TASK GOAL.
Which lines of the records hold the string "below"? Report only how many of them there are.

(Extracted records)
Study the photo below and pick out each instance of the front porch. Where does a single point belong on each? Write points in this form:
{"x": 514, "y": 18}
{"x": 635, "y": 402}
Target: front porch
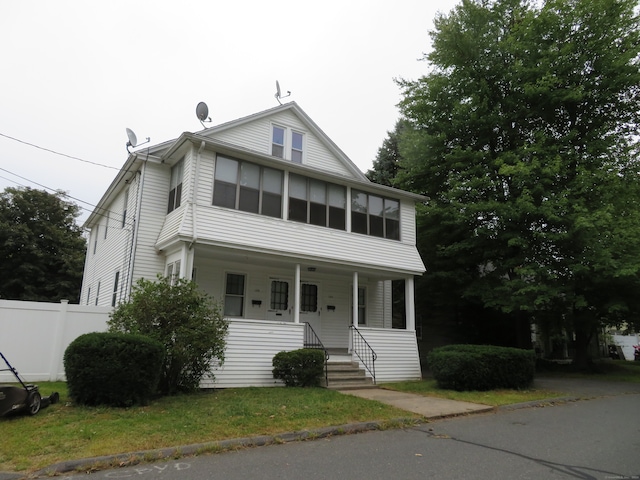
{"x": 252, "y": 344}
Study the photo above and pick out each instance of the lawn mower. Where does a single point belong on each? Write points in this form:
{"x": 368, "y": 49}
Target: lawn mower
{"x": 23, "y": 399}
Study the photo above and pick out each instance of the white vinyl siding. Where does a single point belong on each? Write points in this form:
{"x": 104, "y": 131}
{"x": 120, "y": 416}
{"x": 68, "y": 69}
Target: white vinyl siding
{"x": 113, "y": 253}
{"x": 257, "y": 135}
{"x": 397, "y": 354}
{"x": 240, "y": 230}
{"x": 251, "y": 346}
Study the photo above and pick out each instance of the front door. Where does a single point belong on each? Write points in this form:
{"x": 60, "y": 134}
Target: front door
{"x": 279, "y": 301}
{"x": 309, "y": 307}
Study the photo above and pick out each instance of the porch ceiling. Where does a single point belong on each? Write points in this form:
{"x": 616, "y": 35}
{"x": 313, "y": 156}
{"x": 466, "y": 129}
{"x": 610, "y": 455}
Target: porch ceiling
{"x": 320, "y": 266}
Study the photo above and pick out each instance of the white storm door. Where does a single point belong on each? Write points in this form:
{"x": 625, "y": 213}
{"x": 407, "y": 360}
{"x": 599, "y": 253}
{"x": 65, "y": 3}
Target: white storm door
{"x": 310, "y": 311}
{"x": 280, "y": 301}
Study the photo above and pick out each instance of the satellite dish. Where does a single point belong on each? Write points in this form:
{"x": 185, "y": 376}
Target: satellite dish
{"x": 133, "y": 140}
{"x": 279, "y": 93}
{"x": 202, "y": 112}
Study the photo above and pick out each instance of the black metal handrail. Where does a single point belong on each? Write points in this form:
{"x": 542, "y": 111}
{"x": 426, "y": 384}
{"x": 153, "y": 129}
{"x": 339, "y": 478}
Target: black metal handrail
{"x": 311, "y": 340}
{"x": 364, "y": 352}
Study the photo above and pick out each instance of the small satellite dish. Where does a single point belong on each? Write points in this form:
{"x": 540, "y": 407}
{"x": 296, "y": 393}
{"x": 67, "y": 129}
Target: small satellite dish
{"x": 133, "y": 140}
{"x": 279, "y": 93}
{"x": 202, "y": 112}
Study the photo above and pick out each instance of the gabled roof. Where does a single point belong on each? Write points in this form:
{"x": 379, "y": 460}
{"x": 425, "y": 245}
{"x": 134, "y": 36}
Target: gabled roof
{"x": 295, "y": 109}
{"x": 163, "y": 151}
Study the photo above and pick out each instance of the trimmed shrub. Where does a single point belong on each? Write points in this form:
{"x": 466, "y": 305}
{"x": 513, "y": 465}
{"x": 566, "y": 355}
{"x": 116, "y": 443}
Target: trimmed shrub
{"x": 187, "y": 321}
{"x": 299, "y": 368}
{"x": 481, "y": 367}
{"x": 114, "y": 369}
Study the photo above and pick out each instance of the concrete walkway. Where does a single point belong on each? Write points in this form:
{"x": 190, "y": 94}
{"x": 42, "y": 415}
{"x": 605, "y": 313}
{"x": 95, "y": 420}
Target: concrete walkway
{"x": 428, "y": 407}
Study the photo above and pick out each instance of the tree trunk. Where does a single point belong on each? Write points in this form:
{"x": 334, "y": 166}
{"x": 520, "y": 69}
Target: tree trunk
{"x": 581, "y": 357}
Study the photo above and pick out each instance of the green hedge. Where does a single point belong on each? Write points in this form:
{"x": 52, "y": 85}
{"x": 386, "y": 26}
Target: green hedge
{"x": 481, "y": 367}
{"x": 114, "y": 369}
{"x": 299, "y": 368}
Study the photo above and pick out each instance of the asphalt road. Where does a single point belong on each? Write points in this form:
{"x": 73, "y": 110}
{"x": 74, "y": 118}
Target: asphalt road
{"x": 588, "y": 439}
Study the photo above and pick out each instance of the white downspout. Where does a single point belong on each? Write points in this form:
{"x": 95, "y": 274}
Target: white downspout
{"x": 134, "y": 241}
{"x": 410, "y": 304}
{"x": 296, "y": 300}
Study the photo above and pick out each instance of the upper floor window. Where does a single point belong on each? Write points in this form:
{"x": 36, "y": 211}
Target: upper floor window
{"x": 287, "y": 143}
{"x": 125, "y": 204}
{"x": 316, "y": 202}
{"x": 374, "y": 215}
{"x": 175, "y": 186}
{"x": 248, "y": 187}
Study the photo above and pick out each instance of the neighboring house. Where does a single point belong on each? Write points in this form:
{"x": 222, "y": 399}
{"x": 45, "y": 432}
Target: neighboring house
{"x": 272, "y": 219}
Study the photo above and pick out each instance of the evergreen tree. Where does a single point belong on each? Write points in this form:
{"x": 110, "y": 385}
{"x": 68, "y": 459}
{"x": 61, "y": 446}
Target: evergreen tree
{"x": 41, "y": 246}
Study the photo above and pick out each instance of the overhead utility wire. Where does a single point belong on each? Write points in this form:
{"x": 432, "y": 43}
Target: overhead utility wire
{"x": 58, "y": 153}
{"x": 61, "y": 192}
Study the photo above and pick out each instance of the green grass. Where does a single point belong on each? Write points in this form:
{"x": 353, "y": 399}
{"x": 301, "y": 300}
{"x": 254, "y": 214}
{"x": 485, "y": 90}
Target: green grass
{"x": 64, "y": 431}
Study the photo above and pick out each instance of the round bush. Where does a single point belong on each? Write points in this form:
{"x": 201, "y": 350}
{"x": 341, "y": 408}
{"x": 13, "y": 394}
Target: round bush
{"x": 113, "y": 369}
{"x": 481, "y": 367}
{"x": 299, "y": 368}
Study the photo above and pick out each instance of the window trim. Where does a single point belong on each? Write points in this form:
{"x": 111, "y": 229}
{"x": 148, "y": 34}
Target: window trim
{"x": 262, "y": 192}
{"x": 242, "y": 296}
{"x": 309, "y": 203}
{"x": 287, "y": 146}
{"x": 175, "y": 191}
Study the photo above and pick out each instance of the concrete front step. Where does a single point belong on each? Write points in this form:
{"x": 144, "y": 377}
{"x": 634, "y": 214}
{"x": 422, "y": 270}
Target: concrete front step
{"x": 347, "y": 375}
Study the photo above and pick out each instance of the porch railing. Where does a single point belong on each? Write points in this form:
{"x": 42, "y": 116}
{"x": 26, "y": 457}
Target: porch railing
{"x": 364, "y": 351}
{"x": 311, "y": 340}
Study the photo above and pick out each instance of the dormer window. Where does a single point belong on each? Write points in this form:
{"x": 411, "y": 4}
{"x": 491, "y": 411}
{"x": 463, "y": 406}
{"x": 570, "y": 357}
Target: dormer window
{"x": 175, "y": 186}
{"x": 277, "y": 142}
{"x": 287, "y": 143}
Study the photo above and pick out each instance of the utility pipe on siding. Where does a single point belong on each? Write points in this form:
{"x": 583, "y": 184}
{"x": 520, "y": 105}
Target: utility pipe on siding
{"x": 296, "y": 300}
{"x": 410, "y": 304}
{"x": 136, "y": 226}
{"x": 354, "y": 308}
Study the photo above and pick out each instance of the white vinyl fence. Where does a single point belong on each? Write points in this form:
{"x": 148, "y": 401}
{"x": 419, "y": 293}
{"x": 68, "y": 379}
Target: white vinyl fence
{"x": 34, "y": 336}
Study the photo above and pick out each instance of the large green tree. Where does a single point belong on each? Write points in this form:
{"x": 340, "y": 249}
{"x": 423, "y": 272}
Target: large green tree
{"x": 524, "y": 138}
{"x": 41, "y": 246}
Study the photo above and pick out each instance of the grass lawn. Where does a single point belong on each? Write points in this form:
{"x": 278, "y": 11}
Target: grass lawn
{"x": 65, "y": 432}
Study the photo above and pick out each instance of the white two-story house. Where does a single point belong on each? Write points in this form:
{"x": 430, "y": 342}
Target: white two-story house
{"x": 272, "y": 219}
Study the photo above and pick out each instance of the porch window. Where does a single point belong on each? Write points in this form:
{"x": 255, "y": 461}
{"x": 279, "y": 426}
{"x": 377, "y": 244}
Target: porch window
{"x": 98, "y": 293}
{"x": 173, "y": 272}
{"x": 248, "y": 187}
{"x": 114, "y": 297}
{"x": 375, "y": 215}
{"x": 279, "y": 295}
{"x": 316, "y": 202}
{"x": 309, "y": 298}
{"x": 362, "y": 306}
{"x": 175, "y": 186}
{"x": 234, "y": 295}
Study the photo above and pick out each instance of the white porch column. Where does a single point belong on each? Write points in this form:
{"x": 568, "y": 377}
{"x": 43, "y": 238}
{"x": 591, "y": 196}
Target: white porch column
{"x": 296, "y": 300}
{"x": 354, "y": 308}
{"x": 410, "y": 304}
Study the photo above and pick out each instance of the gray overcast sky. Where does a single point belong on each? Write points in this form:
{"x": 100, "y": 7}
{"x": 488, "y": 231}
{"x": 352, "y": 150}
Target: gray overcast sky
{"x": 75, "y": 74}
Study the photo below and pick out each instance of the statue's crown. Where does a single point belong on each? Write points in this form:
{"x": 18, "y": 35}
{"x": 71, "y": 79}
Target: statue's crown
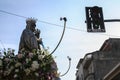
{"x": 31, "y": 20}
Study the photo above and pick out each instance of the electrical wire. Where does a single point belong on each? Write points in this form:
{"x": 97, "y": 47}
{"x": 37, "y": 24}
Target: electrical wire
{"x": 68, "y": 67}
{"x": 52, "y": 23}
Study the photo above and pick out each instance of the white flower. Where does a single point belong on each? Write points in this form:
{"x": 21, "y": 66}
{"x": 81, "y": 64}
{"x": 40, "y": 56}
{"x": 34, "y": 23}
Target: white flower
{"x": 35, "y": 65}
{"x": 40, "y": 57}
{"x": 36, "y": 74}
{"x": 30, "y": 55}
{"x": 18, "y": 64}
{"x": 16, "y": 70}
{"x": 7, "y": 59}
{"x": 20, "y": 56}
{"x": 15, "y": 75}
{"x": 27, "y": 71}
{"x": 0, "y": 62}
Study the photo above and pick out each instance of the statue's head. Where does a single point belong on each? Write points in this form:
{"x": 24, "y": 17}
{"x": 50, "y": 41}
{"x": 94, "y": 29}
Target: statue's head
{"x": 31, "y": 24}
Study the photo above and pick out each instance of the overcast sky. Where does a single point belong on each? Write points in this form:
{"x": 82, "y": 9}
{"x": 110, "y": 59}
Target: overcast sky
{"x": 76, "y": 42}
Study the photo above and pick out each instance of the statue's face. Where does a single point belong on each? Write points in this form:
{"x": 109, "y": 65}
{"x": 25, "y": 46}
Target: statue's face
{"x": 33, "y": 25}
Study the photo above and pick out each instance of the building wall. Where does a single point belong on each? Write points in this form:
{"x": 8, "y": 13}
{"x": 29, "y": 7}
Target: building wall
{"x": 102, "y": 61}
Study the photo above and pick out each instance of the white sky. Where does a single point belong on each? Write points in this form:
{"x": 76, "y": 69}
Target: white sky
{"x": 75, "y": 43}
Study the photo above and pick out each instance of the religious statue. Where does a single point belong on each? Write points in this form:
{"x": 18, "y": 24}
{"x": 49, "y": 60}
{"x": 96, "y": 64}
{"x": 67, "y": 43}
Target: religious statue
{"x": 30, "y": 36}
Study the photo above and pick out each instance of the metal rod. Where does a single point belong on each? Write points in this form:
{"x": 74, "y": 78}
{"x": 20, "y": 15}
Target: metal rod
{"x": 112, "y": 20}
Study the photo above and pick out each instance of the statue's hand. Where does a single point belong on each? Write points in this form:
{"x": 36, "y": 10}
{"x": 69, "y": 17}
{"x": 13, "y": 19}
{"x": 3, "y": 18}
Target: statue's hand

OUTPUT FOR THIS EXERCISE.
2